> [AIM]: Copy the listing from the line containing "Pressing-analysis tagging request: spot the priest in" through its end, substituting "layout chart" for "structure chart" and changing nothing else.

Items from a data source
******************************
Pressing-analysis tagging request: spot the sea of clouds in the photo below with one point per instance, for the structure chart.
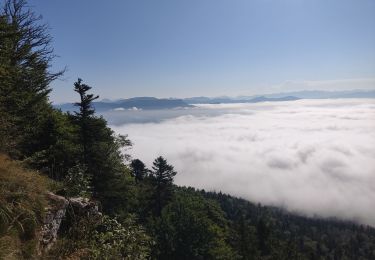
(314, 157)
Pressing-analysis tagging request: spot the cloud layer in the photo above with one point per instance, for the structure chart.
(315, 157)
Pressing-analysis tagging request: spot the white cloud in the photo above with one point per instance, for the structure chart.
(311, 156)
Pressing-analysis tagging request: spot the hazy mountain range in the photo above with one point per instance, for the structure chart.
(150, 103)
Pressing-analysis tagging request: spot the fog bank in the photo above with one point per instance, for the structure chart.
(309, 156)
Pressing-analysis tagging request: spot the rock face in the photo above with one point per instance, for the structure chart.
(83, 207)
(56, 211)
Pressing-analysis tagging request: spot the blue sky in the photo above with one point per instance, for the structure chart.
(171, 48)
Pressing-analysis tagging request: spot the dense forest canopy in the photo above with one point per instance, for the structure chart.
(145, 216)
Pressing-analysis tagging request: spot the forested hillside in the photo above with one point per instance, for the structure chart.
(143, 214)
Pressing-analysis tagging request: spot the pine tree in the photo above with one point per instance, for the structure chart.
(25, 60)
(85, 116)
(139, 170)
(162, 178)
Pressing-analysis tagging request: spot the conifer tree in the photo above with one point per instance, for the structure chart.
(139, 170)
(162, 177)
(85, 115)
(25, 60)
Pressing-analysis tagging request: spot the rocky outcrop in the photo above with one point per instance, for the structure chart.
(56, 212)
(83, 207)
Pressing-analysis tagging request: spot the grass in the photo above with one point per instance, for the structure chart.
(22, 204)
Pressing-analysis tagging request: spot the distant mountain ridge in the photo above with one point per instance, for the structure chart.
(150, 103)
(131, 104)
(285, 96)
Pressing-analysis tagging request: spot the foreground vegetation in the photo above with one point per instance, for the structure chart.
(144, 214)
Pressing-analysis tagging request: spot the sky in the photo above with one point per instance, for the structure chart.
(169, 48)
(312, 157)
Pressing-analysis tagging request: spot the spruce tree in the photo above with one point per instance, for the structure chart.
(139, 170)
(26, 56)
(162, 178)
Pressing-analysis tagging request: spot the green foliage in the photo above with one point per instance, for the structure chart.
(103, 237)
(191, 227)
(22, 205)
(139, 170)
(77, 182)
(162, 179)
(25, 59)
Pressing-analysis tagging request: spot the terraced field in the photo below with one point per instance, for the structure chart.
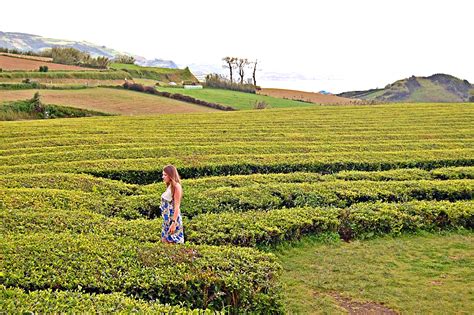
(108, 100)
(79, 199)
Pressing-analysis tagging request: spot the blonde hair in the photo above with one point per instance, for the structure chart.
(173, 174)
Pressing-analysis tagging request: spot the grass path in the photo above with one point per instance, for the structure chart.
(429, 273)
(237, 100)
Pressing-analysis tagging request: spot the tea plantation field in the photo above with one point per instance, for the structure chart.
(79, 202)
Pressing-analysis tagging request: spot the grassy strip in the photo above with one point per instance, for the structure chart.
(20, 109)
(154, 73)
(192, 276)
(427, 273)
(96, 75)
(16, 301)
(235, 99)
(151, 90)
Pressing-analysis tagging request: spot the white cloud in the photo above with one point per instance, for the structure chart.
(363, 44)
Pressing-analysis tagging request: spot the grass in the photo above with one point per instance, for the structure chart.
(112, 101)
(426, 273)
(124, 66)
(154, 73)
(237, 100)
(430, 91)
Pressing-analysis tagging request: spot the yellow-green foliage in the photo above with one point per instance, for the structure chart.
(79, 198)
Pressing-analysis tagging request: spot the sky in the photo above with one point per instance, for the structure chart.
(337, 45)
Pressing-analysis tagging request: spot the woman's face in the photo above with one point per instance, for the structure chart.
(166, 178)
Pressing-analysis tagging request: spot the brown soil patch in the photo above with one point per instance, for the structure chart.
(47, 59)
(310, 97)
(105, 100)
(14, 63)
(67, 82)
(354, 307)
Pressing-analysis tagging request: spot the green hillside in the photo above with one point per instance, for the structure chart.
(158, 74)
(435, 88)
(235, 99)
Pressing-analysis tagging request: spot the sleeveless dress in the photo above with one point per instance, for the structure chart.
(167, 212)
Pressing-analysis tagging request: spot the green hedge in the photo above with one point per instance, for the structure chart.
(255, 228)
(18, 301)
(333, 193)
(241, 279)
(95, 75)
(65, 181)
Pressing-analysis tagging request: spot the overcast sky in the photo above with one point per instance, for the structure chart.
(340, 44)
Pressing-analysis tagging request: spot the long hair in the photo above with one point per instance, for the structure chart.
(173, 174)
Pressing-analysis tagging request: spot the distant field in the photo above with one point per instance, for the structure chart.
(154, 73)
(317, 98)
(106, 100)
(237, 100)
(38, 58)
(14, 63)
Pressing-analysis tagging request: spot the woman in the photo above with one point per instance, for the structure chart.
(172, 228)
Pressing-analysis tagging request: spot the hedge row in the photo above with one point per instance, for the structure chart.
(255, 228)
(89, 183)
(158, 150)
(358, 221)
(256, 197)
(180, 97)
(192, 276)
(335, 193)
(127, 207)
(148, 170)
(18, 301)
(67, 181)
(238, 146)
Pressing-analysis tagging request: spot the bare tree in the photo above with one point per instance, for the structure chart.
(230, 63)
(254, 72)
(241, 64)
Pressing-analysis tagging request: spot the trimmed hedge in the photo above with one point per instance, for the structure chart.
(192, 276)
(16, 301)
(333, 193)
(255, 228)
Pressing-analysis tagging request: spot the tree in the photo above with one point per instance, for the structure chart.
(254, 72)
(230, 63)
(103, 62)
(241, 64)
(125, 59)
(37, 104)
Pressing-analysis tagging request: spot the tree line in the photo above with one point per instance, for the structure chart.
(240, 65)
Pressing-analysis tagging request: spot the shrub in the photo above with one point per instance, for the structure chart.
(220, 82)
(125, 59)
(192, 276)
(261, 105)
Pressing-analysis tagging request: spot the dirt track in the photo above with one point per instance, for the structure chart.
(108, 101)
(14, 63)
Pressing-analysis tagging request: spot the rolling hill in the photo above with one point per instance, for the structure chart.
(435, 88)
(36, 43)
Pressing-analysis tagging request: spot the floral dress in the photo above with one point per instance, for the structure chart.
(167, 212)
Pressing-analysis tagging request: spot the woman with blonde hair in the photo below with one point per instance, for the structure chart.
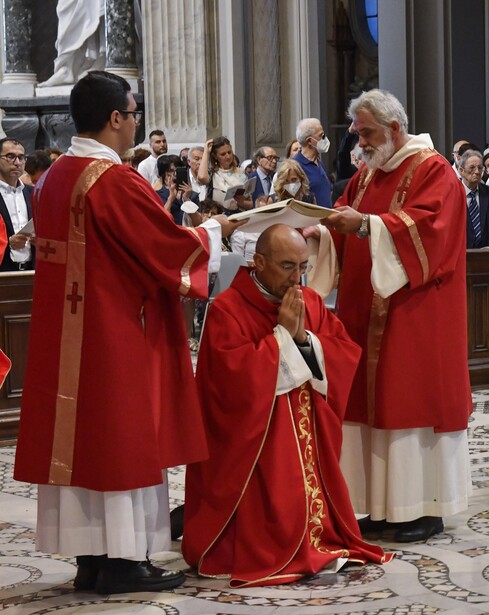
(291, 182)
(219, 171)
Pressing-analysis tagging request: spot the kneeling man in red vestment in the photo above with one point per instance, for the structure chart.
(270, 504)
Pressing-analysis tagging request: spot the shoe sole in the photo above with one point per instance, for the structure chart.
(424, 539)
(157, 586)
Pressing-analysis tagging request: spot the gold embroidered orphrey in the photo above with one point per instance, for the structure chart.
(71, 253)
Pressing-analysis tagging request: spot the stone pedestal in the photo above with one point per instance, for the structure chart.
(19, 78)
(181, 70)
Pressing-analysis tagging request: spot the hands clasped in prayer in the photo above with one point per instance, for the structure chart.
(291, 314)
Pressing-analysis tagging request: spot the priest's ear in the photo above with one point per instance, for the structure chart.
(259, 260)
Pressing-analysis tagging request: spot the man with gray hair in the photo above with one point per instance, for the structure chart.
(314, 142)
(399, 234)
(470, 167)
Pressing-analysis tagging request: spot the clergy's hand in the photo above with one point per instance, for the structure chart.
(228, 226)
(18, 241)
(311, 231)
(291, 313)
(344, 219)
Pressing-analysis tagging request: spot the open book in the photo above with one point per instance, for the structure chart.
(294, 213)
(28, 228)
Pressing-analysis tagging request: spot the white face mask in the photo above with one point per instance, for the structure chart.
(322, 145)
(293, 188)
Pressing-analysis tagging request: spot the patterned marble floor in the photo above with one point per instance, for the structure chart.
(447, 575)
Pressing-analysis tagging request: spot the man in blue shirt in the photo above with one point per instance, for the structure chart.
(314, 142)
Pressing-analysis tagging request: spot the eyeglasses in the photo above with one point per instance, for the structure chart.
(137, 114)
(13, 157)
(291, 267)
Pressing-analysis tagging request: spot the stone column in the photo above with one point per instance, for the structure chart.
(181, 70)
(121, 40)
(18, 78)
(266, 73)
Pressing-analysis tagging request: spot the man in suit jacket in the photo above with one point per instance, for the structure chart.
(15, 206)
(266, 164)
(470, 168)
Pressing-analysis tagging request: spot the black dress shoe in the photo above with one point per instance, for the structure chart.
(368, 526)
(419, 529)
(120, 576)
(176, 522)
(88, 569)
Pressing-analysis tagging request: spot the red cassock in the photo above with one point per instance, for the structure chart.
(5, 363)
(414, 368)
(270, 504)
(109, 396)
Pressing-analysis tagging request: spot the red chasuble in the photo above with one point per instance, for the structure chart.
(109, 397)
(414, 368)
(270, 505)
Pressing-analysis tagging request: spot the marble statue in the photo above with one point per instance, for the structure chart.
(81, 40)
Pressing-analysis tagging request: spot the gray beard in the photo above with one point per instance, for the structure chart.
(377, 157)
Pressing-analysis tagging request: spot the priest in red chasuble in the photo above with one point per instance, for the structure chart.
(109, 398)
(399, 238)
(270, 504)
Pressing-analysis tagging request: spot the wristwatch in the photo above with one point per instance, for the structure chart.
(363, 230)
******************************
> [RIGHT ANSWER]:
Pressing-analysis tagging request: spot the priest in red chasuble in the photo above with one point per instance, for the layout chart.
(109, 398)
(399, 238)
(270, 504)
Pressing-analysis tagging request: spot the wristwatch in the photo above with one point per instance, for the layout chart.
(363, 230)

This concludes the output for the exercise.